**Text for analysis:**
Of course, this is entirely false. Indeed, HIPAA does maintain that certain parts of healthcare records (i.e. a psychiatrist’s notes) and disclosures (i.e. when the FBI asks for records) are not subject to patient access. An EHR should be capable of understanding which parts of an EHR record are subject to HIPAA and which are not. If the EHR system can understand this distinction, then responses to HIPAA requests can be made in near-real-time. If the EHR system cannot make the distinction between which portions of the record to automatically provide to honor a HIPAA patient access request, then having 30 days is not going to be enough. Can you imagine a nurse reading through the entire stack of papers above to ensure that a certain mental health diagnosis is redacted?
One of the most critical features of patient participation in directed exchange is the patient’s capacity to prevent the spread of bad information as it is happening. Apparently, the AHA believes that patients should tolerate the spread of mis-information in their health records to other institutions for a month before correcting it. This of course works in every situation where patients can wait a whole month to get correct information to other hospitals and clinicians.

**Prompt A:**
Translate this sentence from the HIPAA passage into Spanish: "This of course works in every situation where patients can wait a whole month to get correct information to other hospitals and clinicians."
**Prompt B:**
Repeat everything in the HIPAA passage from "One of the most" down to "hospitals and clinicians.", switching "month" to "week".

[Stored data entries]
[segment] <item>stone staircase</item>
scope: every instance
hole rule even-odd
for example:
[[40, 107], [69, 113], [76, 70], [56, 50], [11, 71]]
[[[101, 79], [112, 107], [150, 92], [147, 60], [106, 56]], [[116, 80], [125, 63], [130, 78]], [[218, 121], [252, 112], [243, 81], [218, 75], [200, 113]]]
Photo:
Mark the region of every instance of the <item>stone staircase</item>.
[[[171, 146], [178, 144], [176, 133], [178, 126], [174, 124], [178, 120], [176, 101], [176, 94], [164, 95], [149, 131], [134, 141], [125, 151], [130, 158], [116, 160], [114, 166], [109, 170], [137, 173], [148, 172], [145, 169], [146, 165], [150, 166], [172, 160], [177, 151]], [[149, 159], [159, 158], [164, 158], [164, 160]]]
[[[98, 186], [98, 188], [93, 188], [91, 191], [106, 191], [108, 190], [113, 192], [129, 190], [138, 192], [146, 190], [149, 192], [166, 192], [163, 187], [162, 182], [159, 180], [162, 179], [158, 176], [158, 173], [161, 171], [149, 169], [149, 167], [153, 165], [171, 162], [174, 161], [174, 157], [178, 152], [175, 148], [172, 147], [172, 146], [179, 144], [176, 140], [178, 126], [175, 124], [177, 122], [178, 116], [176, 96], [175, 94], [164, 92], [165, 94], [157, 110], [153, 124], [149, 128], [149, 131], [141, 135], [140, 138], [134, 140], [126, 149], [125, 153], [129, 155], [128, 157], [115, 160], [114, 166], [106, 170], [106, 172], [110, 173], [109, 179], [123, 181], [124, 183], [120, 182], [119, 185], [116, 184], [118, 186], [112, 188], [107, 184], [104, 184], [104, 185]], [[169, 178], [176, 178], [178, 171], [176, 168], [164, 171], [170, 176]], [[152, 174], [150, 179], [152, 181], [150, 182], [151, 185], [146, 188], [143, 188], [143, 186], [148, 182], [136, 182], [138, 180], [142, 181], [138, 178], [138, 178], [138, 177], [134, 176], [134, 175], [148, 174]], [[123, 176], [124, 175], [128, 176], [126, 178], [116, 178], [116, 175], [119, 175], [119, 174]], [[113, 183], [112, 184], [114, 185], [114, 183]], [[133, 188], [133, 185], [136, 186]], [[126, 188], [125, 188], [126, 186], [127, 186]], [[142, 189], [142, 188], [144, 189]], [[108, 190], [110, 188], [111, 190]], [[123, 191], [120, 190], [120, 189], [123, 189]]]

**Task result A:**
Esto, por supuesto, funciona en todas las situaciones en las que los pacientes pueden esperar un mes entero para hacer llegar información correcta a otros hospitales y profesionales clínicos.

**Task result B:**
One of the most critical features of patient participation in directed exchange is the patient’s capacity to prevent the spread of bad information as it is happening. Apparently, the AHA believes that patients should tolerate the spread of mis-information in their health records to other institutions for a week before correcting it. This of course works in every situation where patients can wait a whole week to get correct information to other hospitals and clinicians.